Directions:
1. In the text on vehicle-deer crashes, what share of the reported deaths involved motorcycles?
2. Pick up the text on vehicle-deer crashes after its final line and continue writing it.

Page extract:

1,429 people were injured and 12 people were killed as a result of vehicle-deer crashes in 2019. Crashes involving motorcycles made up two-thirds of the reported deaths.

A majority of the crashes occurred on two-lane roads between dusk and dawn, according to the highway planning office. Looking at a single hour, the state data showed vehicle-deer crashes were highest between 7 a.m. and 8 a.m. (5,570).

The Michigan State Police offered these safety tips for deer season:

Avoid hitting a deer:

  • Stay aware, awake, and sober.
  • Vehicle-deer crashes occur year-round, but be especially alert in spring and fall.
  • Signs are placed at known deer crossing areas to alert drivers of the possible presence of deer.
  • Deer are herd animals and frequently travel in single file. If you see one deer cross the road, chances are there are more waiting.

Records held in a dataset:
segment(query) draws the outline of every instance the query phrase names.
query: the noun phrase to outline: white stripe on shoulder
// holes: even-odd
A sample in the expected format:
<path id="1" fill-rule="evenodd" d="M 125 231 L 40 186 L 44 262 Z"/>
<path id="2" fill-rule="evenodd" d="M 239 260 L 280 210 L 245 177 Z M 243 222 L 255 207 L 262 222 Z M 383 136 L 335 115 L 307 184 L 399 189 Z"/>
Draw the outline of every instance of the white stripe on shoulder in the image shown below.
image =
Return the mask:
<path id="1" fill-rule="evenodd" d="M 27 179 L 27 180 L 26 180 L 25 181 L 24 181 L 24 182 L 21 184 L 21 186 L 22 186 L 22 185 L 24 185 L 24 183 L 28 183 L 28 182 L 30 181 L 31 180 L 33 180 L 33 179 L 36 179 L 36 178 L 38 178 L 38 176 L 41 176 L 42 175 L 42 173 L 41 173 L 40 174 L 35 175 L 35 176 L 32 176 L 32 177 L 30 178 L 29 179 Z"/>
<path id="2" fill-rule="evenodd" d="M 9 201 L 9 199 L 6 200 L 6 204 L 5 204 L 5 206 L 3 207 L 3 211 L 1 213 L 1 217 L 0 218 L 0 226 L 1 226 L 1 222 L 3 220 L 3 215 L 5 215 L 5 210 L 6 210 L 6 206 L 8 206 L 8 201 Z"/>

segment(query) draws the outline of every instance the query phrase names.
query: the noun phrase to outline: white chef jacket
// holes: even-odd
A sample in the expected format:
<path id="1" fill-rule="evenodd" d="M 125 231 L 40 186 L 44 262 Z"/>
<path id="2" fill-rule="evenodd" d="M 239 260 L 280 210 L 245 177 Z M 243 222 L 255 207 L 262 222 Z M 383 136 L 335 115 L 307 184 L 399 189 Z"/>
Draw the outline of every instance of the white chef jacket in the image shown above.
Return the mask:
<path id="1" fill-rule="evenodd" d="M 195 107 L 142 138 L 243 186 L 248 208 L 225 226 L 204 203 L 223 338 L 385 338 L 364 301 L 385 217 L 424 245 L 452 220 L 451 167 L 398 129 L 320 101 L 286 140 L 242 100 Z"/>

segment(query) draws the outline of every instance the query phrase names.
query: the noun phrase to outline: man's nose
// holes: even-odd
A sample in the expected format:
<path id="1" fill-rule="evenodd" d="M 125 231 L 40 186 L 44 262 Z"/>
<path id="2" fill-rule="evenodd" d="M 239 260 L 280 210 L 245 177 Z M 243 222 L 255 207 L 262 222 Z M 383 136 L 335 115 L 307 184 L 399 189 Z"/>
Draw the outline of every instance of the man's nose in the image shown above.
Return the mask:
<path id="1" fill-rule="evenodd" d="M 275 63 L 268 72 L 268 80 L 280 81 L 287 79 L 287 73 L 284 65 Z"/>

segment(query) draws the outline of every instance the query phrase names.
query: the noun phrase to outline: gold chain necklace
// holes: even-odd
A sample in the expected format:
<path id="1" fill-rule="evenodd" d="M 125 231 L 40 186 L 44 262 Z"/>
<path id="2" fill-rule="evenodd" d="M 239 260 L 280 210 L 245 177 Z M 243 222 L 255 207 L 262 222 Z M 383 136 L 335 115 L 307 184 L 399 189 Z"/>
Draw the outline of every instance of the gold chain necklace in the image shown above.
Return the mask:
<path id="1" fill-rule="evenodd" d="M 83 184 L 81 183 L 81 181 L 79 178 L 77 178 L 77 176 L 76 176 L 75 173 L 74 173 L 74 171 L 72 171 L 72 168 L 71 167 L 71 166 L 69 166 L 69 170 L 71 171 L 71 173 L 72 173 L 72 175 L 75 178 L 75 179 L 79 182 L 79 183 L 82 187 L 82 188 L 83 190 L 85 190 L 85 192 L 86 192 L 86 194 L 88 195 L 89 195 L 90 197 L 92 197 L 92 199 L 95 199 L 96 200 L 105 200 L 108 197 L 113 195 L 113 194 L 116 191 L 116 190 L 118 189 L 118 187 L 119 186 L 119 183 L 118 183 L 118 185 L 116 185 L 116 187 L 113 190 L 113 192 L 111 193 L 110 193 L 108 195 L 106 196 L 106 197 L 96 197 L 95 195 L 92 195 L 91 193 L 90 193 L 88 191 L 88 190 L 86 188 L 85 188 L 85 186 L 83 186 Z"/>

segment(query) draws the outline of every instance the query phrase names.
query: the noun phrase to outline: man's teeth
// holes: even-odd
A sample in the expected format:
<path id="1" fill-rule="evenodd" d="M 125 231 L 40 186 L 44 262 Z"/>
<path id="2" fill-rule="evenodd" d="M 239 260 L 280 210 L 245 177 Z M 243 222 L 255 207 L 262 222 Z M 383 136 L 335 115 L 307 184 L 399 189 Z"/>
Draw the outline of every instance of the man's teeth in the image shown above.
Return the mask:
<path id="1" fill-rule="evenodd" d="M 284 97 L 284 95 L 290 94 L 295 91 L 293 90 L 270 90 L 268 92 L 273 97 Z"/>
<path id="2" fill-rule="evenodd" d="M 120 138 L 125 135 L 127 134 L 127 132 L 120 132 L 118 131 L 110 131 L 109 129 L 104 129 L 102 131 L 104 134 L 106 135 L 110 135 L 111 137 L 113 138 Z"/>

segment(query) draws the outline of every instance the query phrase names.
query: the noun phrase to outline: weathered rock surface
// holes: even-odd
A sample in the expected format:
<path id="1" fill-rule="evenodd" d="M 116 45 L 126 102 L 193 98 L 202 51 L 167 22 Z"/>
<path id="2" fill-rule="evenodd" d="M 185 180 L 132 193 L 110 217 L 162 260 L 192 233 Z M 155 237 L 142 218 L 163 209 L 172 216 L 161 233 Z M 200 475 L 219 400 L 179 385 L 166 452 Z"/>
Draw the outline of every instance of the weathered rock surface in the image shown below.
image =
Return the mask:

Expected answers:
1. Two-thirds

2.
  • Be alert for deer, especially at dawn and dusk. If you see one, slow down.
  • Don't rely on gimmicks, flashing your high-beam headlights or honking your horn to deter deer.

If a crash is unavoidable:

  • Don't swerve. Brake firmly, hold onto the steering wheel, and bring your vehicle to a controlled stop.
  • Pull off the road, turn on your emergency flashers, and be cautious of other traffic if you exit your vehicle.
  • Report the crash to the nearest police agency and your insurance company.